### Material to process

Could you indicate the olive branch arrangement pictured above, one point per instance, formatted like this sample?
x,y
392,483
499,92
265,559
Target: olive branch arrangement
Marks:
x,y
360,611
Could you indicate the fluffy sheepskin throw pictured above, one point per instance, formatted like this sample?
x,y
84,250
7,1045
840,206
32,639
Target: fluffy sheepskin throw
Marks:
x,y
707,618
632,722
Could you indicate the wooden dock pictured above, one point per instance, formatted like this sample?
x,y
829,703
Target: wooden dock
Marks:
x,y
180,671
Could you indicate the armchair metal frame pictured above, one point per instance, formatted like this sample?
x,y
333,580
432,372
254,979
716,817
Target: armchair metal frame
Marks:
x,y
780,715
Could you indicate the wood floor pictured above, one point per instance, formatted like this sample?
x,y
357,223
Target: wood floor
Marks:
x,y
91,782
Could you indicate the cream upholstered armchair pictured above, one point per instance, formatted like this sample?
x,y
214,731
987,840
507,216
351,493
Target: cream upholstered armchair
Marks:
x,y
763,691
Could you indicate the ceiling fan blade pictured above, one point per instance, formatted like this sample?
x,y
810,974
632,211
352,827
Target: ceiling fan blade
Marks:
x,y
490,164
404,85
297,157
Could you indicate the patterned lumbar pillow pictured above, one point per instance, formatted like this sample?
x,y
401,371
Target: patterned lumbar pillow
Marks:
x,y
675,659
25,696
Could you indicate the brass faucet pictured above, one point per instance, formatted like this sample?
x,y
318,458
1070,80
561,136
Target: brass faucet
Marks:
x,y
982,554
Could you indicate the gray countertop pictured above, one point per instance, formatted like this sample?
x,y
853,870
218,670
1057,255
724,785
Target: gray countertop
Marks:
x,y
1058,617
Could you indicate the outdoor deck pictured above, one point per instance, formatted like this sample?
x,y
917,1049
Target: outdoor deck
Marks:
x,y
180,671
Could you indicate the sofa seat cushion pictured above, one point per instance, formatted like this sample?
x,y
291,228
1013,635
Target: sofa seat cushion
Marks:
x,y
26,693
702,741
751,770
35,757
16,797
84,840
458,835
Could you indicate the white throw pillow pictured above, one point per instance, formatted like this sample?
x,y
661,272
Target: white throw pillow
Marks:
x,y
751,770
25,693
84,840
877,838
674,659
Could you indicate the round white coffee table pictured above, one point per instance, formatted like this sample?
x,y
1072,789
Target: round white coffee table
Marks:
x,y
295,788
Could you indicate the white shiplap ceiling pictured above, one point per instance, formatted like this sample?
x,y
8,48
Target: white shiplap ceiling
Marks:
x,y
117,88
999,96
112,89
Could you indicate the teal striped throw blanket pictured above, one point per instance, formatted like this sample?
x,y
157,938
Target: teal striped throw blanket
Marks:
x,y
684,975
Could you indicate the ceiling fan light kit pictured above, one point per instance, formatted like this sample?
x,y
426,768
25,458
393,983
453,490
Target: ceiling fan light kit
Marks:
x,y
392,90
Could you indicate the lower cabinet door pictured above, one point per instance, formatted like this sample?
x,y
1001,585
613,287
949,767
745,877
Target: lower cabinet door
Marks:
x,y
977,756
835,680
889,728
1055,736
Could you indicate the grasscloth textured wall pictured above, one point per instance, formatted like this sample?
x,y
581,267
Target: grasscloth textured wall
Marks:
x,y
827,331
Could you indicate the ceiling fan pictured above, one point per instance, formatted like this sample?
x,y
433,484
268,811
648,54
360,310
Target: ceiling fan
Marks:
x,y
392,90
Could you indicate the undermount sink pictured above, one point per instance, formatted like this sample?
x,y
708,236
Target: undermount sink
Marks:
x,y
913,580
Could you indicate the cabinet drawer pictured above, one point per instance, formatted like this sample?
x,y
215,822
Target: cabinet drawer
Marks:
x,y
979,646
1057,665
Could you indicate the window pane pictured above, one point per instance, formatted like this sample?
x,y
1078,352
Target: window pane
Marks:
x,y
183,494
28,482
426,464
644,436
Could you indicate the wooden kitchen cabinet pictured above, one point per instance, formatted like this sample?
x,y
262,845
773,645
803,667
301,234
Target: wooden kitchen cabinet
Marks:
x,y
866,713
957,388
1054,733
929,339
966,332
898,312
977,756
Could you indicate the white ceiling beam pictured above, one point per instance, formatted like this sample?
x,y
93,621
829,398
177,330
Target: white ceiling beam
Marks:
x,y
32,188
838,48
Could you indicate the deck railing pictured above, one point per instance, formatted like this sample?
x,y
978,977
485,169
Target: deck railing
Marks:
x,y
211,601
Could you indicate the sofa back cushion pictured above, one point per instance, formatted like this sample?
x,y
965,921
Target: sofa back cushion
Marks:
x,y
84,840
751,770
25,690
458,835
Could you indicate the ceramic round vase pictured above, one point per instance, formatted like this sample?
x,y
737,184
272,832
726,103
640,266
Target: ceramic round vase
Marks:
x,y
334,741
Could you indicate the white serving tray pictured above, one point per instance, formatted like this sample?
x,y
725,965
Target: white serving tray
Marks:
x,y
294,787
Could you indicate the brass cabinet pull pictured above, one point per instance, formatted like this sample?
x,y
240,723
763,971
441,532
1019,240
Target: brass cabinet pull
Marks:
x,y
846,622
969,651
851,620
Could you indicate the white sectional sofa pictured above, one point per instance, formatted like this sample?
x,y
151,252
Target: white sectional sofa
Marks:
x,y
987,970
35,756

######
### Material to process

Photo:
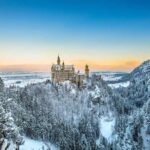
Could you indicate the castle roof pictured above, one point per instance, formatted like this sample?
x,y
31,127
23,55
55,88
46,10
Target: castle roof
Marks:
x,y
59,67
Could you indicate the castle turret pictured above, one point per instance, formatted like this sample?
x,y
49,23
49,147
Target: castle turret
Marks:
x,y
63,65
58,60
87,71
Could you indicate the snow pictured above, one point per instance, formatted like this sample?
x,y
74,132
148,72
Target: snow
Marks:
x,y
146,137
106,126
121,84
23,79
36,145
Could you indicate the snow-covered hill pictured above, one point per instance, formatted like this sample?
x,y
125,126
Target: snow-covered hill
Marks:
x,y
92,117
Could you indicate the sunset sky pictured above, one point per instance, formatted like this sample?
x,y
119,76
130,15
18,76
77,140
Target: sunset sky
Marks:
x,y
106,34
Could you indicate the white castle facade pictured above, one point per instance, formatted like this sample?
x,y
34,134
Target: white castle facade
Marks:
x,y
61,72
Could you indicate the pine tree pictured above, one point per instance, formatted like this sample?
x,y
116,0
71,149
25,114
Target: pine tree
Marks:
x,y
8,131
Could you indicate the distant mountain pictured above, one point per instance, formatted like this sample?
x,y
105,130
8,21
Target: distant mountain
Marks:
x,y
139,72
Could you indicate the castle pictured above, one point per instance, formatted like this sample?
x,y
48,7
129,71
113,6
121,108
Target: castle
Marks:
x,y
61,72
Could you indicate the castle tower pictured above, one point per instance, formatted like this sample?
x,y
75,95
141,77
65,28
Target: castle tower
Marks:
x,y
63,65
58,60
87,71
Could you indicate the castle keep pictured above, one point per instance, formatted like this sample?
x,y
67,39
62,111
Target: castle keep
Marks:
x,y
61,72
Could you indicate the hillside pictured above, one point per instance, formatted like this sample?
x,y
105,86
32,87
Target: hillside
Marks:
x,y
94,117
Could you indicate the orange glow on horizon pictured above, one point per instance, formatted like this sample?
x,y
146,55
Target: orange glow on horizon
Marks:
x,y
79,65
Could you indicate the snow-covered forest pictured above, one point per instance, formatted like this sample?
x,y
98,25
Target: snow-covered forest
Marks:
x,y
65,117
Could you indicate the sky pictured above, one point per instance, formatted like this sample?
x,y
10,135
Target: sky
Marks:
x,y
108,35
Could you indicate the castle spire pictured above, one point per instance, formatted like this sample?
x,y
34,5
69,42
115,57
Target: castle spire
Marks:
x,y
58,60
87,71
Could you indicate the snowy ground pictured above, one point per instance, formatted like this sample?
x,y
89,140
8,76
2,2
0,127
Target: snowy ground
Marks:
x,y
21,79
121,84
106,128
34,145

######

Work to be completed:
Pick out every line above that contains the string "tower", matching case exactly, and copy each one in full.

Problem solution:
Could you indicate the castle tower pictured above, one point per instance, formatted like this sample?
Target: castle tower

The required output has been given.